◆ What the exercise asks ◆
Print all of the material below line for line, leaving every character unchanged.

◆ Information supplied ◆
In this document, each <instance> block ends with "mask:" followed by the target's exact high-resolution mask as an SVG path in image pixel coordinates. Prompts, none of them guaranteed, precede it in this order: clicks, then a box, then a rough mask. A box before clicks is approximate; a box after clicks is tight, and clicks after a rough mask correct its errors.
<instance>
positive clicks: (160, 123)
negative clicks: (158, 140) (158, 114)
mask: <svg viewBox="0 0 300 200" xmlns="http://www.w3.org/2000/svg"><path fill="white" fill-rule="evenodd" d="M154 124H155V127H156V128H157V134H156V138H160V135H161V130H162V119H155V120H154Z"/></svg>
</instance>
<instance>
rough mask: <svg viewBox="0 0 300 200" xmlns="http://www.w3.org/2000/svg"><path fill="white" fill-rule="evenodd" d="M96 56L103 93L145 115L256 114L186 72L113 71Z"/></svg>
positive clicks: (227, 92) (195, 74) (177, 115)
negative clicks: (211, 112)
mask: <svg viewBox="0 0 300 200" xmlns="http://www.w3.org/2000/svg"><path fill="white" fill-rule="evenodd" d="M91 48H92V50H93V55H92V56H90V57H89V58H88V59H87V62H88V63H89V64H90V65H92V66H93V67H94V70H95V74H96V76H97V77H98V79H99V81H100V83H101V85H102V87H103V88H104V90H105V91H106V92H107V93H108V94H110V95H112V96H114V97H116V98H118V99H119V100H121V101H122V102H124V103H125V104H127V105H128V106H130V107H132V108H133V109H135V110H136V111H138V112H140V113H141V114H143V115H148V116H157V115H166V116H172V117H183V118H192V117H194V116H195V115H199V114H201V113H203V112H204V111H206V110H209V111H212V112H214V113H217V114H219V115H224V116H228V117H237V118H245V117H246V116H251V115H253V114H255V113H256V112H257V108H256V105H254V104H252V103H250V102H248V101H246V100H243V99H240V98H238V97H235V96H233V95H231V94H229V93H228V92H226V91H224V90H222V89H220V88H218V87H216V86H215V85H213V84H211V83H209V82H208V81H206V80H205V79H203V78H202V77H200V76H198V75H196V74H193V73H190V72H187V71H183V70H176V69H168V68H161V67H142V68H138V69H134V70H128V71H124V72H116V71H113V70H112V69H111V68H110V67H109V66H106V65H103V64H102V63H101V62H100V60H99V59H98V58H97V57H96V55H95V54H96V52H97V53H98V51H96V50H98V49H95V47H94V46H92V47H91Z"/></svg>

◆ Solution for this exercise ◆
In this document, each <instance> block ends with "mask:" followed by the target's exact high-resolution mask as an SVG path in image pixel coordinates. Prompts, none of them guaranteed, precede it in this order: clicks, then a box, then a rough mask. A box before clicks is approximate; a box after clicks is tight, and clicks after a rough mask correct its errors.
<instance>
positive clicks: (160, 123)
negative clicks: (158, 140) (158, 114)
mask: <svg viewBox="0 0 300 200" xmlns="http://www.w3.org/2000/svg"><path fill="white" fill-rule="evenodd" d="M154 124H155V127H156V128H157V134H156V138H160V135H161V130H162V119H155V120H154Z"/></svg>
</instance>
<instance>
rough mask: <svg viewBox="0 0 300 200" xmlns="http://www.w3.org/2000/svg"><path fill="white" fill-rule="evenodd" d="M96 56L103 93L145 115L256 114L186 72L113 71Z"/></svg>
positive clicks: (227, 92) (195, 74) (177, 115)
negative clicks: (211, 112)
mask: <svg viewBox="0 0 300 200" xmlns="http://www.w3.org/2000/svg"><path fill="white" fill-rule="evenodd" d="M91 48H92V50H93V55H92V56H90V57H89V58H88V59H87V62H88V63H89V64H90V65H92V66H93V67H94V70H95V74H96V76H97V77H98V79H99V81H100V83H101V85H102V87H103V88H104V90H105V91H106V92H107V93H108V94H110V95H112V96H114V97H116V98H118V99H119V100H121V101H122V102H124V103H125V104H127V105H128V106H130V107H132V108H133V109H135V110H136V111H138V112H140V113H141V114H143V115H148V116H157V115H166V116H172V117H183V118H192V117H194V116H195V115H199V114H201V113H203V112H204V111H206V110H209V111H212V112H214V113H217V114H219V115H224V116H228V117H237V118H245V117H246V116H251V115H253V114H255V113H256V112H257V108H256V105H254V104H252V103H250V102H248V101H246V100H243V99H240V98H238V97H235V96H233V95H231V94H229V93H228V92H226V91H224V90H222V89H220V88H218V87H216V86H215V85H213V84H211V83H209V82H208V81H206V80H205V79H203V78H202V77H200V76H198V75H196V74H193V73H190V72H187V71H183V70H176V69H168V68H161V67H142V68H138V69H134V70H128V71H124V72H116V71H113V70H112V69H111V68H110V67H109V66H106V65H103V64H102V63H101V62H100V60H99V59H98V58H97V57H96V55H95V54H96V52H97V53H98V51H96V50H98V49H95V47H94V46H92V47H91Z"/></svg>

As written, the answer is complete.